**Work required**. Would you copy every line of the listing below that includes the word "rack"?

**Available data**.

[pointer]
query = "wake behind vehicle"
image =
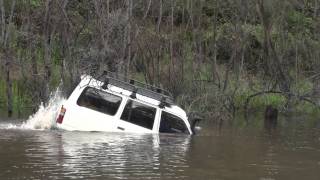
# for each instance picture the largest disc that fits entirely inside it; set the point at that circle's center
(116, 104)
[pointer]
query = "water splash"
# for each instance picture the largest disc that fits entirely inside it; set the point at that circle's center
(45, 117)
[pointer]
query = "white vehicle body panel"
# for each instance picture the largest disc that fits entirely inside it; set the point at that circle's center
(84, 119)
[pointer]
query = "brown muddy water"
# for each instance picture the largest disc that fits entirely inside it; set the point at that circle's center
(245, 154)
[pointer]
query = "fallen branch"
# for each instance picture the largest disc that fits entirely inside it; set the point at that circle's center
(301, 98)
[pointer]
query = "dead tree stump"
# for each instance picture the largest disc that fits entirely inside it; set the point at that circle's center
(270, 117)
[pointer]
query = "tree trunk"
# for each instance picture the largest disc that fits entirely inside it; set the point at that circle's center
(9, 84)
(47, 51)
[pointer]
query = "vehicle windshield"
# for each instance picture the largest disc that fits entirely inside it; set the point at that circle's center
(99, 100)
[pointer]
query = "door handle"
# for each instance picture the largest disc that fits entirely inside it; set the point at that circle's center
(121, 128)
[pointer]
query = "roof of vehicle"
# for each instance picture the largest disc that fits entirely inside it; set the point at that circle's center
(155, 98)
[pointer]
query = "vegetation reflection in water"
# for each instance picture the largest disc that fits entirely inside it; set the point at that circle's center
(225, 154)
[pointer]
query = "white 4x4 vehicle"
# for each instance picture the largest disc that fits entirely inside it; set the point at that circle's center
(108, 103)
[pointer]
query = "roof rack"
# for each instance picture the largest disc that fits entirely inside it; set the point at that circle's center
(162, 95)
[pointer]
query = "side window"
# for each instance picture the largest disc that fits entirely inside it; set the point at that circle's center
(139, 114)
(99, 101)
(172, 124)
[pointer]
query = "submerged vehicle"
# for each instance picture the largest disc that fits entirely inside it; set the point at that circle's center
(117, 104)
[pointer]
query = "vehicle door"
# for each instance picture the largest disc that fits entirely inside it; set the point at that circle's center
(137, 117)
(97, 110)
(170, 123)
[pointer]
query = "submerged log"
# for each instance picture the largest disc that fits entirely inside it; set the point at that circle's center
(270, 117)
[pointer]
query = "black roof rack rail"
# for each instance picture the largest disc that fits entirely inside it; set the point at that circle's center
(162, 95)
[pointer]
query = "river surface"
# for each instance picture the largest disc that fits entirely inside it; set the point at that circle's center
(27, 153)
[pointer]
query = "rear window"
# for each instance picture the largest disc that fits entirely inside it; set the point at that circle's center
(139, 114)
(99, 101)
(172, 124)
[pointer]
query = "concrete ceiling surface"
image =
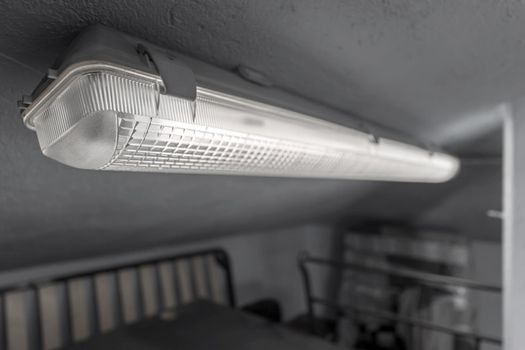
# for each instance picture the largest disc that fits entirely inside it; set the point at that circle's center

--

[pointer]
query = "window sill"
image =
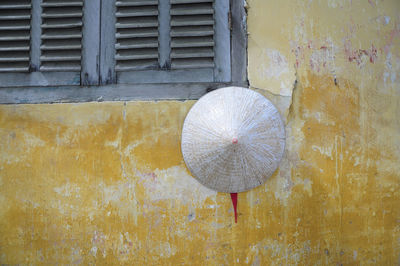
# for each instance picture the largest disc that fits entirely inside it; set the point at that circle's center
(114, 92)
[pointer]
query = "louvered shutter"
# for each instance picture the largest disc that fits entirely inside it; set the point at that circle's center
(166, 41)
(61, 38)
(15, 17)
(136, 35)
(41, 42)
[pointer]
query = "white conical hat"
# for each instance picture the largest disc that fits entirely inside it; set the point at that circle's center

**Completed exercise**.
query = "roof rack"
query = "black roof rack rail"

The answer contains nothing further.